TO BE DONE:
1. In the forum post about C++ temporaries, what reason is given for why the code fails to compile when func takes a non-const string reference? Please answer in one sentence.
2. Extend the forum post about C++ temporaries, picking up right after its final line.

GIVEN PASSAGE:

# # #

By the way, is the temporary object created on the stack?

 

[Kai-Uwe Bux]

void func( const string& ISIN) {
cout << ISIN << endl;
}

int main() {
char bufIsin[31];
char *charIsin = new char[31];
strcpy(bufIsin, "FIRST");
strcpy(charIsin, "SECOND");
func(bufIsin);
func(charIsin);
}


2. If the func( )'s signature is void func(string& ISIN) the code does
not
compile. Can you explain to me the meaning of the error, please?

A reference to a non-const object cannot be bound to a temporary.

Does the compiler require a const argument because changing the state of a
temporary object is practically without any essence?

No. The reasons for that provision are lost to history. In my opinion, it is
just a bug in the language. In my experience, it makes for much hassle
without tangible gain.

Modifying a temporary makes perfect sense: just think of a proxy class; it
undergoes some changes and at the end of its lifetime writes back the
changes to the object from which it was created. Or think of a temporary
stream object:

#include <fstream>
#include <string>
#include <iomanip>

int main ( void ) {
std::fstream ( "/dev/stdout" )
<< std::dec
<< std::string( "hello world!\n" );
}


Now, you may wonder that this compiles as the temporary is clearly modified.
The reason is that the standard does *not* prohibit calling non-const
members on temporaries. That is the reason for std::dec. In comparison, the
following does not compile:

#include <fstream>
#include <string>
#include <iomanip>

int main ( void ) {
std::fstream ( "/dev/stdout" )
<< std::string( "hello world!\n" );
}


If you can find a rational for this, please let me know.



Best

Kai-Uwe Bux

ps.: this is one of my pet peeves. So please excuse the ranting.

# # #

RECORDS PROVIDED:
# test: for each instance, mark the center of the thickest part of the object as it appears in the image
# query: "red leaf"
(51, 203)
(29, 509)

# # #

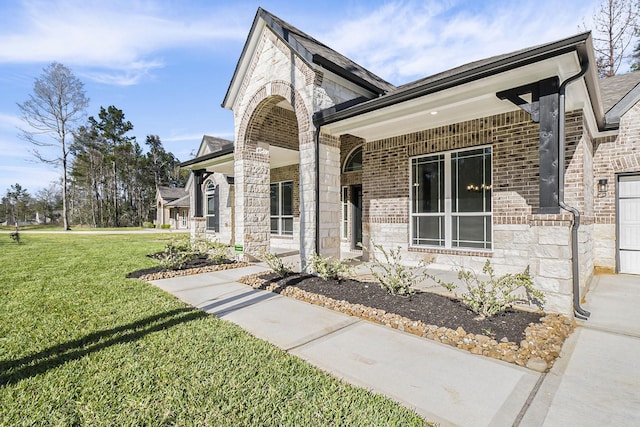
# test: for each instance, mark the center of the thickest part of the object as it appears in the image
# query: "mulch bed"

# # #

OUTPUTS:
1. A reference to a non-const object cannot be bound to a temporary.

2.
[Bo Persson]

No. The reasons for that provision are lost to history. In my
opinion, it is
just a bug in the language. In my experience, it makes for much
hassle
without tangible gain.

But jimjim is right on the original motivation. The C promotion rules
for built in types is the real "bug".

void inc(float& x)
{ ++x; }

int i = 0;
inc(i);

or even

inc(1.0);

What would happen here, if it was allowed? Nothing!

The parameter would be converted to a float temporary, which is then
incremented.

Modifying a temporary makes perfect sense: just think of a proxy
class; it
undergoes some changes and at the end of its lifetime writes back
the
changes to the object from which it was created. Or think of a
temporary
stream object:

#include <fstream>
#include <string>
#include <iomanip>

int main ( void ) {
std::fstream ( "/dev/stdout" )
<< std::dec
<< std::string( "hello world!\n" );
}

On the other hand, *this* is a bug in the language.

Bo Persson

 

[Kai-Uwe Bux]

But jimjim is right on the original motivation. The C promotion rules
for built in types is the real "bug".

void inc(float& x)
{ ++x; }

int i = 0;
inc(i);

or even

inc(1.0);

What would happen here, if it was allowed? Nothing!

The parameter would be converted to a float temporary, which is then
incremented.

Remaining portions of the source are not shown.